Can you transcribe the passage of the page on racial bias in normative brain models below, from "Primary LanguageJupyter NotebookGNU" up to and including "A.F. Marquand. (2024)"?

SELECTED TEXT:
--
/nm_demographics

Analysis for quantifying differences in deviation scores across demographic groups

Primary LanguageJupyter NotebookGNU General Public License v3.0GPL-3.0

nm_demographics

Analysis scripts and figures for our paper (link to be added post peer review) measuring racial bias in normative models of brain structure.

To which reference class do you belong?
Measuring racial fairness of reference classes with normative modeling.

S. Rutherford, T. Wolfers, C. Fraza, N.G. Harnett, C.F. Beckmann, H.G. Ruhe, A.F. Marquand. (2024)

Abstract:

Reference classes in healthcare establish healthy norms, such as pediatric growth charts of height and weight, and are used to chart deviations from these norms which represent potential clinical risk. How the demographics of the reference class influence clinical interpretation of deviations is unknown. Using normative modeling, a method for building reference classes, we evaluate the fairness (racial bias) in reference models of structural brain images that are widely used in psychiatry and neurology. We test whether including “race” in the model creates fairer models. We predict self-reported race using the deviation scores from three different reference class normative models, to better understand bias in an integrated, multivariate sense. Across all of these tasks, we uncover racial disparities that are not easily addressed with existing data or commonly used modeling techniques. Our work suggests that deviations from the norm could be due to demographic mismatch with the reference class, and assigning clinical meaning to these deviations should be done with caution. Our approach also suggests that acquiring more representative samples is an urgent research priority.
--
(Dataset entries)
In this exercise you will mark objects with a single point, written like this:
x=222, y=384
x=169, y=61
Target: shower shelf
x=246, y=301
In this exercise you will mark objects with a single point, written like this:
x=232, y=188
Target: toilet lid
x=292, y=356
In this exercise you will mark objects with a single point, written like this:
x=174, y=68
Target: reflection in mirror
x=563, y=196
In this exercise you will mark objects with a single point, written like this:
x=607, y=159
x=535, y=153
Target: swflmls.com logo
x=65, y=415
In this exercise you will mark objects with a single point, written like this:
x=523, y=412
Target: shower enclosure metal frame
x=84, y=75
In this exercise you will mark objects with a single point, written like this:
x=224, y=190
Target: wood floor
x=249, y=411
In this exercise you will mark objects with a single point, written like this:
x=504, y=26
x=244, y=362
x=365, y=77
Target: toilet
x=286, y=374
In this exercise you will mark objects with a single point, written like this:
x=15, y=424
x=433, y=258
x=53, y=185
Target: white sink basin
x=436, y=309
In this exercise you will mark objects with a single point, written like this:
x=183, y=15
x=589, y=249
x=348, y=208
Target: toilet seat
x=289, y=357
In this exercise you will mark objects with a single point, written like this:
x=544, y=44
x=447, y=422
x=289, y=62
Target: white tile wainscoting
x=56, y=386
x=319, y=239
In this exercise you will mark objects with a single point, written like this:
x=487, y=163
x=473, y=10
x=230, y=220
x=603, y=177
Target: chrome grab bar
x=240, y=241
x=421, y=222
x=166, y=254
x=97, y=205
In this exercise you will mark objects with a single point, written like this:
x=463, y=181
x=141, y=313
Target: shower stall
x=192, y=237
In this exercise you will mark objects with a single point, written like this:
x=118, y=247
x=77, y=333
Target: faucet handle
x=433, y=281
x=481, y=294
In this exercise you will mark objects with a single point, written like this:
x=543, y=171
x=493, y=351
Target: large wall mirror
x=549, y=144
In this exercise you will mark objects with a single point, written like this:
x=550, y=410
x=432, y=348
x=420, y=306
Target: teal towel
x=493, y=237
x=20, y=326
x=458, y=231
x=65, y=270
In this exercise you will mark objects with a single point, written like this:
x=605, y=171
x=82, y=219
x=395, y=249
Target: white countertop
--
TASK SOLUTION:
Primary LanguageJupyter NotebookGNU General Public License v3.0GPL-3.0

nm_demographics

Analysis scripts and figures for our paper (link to be added post peer review) measuring racial bias in normative models of brain structure.

To which reference class do you belong?
Measuring racial fairness of reference classes with normative modeling.

S. Rutherford, T. Wolfers, C. Fraza, N.G. Harnett, C.F. Beckmann, H.G. Ruhe, A.F. Marquand. (2024)